=== Exercise ===
Count the lines in the records below that contain the string "ladder". Reply with the number alone.

------ Data for processing

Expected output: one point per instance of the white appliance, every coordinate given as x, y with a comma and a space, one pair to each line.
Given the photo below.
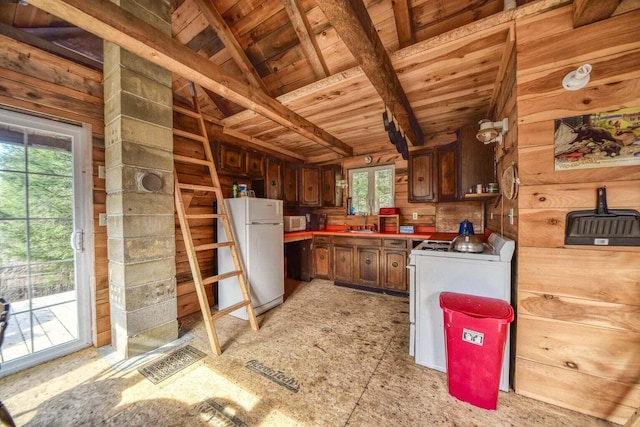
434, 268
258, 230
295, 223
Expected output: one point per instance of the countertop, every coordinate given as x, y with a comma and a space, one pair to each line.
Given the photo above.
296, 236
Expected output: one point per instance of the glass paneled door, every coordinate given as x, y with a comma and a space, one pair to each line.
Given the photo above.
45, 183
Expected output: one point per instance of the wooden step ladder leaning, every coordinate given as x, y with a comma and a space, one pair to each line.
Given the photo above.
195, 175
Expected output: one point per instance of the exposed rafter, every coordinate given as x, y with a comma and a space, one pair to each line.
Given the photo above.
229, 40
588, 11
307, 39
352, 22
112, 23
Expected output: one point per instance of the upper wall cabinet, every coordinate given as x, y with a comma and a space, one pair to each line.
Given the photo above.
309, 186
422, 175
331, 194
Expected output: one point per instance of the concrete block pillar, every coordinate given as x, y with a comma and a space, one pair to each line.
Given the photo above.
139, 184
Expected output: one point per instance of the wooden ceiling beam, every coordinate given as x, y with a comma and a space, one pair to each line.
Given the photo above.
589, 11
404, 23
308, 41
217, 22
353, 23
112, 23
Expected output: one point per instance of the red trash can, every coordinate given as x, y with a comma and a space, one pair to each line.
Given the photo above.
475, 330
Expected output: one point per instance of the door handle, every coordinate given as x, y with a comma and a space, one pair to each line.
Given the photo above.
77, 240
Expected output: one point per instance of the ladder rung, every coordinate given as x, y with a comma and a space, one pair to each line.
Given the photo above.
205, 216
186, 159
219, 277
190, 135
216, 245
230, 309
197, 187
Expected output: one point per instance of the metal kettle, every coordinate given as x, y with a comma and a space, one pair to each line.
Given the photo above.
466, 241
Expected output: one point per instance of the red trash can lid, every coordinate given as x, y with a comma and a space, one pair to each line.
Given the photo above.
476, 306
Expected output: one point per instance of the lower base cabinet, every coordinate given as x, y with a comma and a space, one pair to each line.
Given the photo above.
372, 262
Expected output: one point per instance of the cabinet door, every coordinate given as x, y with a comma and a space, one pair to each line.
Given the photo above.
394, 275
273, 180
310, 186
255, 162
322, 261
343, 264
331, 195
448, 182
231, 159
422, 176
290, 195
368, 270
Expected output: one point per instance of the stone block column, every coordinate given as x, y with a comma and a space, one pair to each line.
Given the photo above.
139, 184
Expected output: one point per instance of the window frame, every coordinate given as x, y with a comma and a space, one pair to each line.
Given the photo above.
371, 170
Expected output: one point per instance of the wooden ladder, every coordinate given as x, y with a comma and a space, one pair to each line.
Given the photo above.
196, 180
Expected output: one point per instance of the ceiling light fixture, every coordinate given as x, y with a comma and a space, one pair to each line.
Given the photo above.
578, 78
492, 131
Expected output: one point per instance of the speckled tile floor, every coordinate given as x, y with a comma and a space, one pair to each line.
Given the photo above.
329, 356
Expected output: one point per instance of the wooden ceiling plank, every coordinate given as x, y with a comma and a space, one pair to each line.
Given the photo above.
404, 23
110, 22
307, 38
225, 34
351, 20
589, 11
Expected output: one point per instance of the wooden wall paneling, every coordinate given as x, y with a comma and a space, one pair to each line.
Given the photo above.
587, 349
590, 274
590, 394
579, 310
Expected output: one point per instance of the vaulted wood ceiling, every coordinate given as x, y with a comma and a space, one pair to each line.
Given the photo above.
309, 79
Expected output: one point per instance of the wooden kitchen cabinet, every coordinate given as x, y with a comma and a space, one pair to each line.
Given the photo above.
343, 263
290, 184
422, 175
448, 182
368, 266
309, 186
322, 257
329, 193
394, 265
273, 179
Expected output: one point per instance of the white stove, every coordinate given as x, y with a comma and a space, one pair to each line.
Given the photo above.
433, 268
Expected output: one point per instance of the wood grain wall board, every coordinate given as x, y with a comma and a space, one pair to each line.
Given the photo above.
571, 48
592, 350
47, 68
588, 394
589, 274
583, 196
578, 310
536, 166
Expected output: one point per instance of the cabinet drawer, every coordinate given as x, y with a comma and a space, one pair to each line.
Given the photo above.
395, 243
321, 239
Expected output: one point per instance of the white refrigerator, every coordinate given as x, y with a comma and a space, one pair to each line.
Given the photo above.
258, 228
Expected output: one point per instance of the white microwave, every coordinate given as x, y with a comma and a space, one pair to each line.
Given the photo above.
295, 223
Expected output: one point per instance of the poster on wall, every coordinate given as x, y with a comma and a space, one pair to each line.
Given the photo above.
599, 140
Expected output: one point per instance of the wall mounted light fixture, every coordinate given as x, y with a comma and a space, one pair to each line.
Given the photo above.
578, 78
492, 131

------------
------ Data for processing

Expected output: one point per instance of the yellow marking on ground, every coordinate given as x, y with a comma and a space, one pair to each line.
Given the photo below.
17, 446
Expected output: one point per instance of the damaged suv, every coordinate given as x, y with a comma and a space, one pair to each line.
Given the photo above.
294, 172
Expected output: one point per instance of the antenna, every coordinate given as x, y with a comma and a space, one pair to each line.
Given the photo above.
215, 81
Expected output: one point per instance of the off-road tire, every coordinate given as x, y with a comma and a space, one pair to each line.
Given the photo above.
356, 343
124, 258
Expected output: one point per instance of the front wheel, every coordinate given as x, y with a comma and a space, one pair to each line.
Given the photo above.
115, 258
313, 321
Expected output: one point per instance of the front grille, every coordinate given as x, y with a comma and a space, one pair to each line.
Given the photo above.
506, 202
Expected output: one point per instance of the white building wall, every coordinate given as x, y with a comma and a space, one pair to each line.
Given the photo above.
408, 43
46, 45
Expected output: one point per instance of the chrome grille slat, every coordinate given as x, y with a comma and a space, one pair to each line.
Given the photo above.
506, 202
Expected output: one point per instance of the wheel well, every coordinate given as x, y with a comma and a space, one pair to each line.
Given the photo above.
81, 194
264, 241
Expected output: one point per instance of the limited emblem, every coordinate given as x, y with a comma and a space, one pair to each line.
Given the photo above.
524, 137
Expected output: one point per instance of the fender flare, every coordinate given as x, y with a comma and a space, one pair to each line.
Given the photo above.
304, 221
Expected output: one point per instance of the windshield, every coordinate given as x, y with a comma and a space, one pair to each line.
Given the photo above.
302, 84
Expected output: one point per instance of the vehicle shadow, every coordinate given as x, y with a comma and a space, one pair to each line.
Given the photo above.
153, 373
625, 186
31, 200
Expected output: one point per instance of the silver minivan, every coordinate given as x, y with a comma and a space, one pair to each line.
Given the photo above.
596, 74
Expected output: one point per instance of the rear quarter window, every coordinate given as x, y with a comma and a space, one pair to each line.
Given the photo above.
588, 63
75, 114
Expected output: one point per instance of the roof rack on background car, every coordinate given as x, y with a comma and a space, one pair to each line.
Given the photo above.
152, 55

------------
------ Data for processing

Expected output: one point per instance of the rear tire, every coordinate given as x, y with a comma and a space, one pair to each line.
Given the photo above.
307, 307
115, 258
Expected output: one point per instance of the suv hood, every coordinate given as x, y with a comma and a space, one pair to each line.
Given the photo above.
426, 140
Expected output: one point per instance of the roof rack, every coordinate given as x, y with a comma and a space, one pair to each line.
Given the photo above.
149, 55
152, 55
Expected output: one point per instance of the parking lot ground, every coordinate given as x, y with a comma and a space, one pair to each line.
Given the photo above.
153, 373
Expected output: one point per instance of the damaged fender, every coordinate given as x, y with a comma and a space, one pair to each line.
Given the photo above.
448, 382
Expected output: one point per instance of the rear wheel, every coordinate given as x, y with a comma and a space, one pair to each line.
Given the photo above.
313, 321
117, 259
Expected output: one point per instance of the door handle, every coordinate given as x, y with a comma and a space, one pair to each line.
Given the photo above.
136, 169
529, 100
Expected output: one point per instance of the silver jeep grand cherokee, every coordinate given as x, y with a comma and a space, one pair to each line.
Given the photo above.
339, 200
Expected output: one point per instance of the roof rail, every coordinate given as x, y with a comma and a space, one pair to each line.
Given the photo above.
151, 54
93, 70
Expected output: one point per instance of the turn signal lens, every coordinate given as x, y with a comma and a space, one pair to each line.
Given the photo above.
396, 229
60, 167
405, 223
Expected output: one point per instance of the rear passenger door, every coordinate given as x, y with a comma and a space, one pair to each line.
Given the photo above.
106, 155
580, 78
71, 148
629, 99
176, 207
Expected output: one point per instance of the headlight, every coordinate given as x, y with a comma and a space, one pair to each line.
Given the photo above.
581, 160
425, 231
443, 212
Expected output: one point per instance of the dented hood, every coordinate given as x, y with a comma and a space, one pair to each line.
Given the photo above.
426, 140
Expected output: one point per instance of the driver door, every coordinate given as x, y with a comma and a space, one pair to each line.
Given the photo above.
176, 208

------------

=== Exercise result ===
3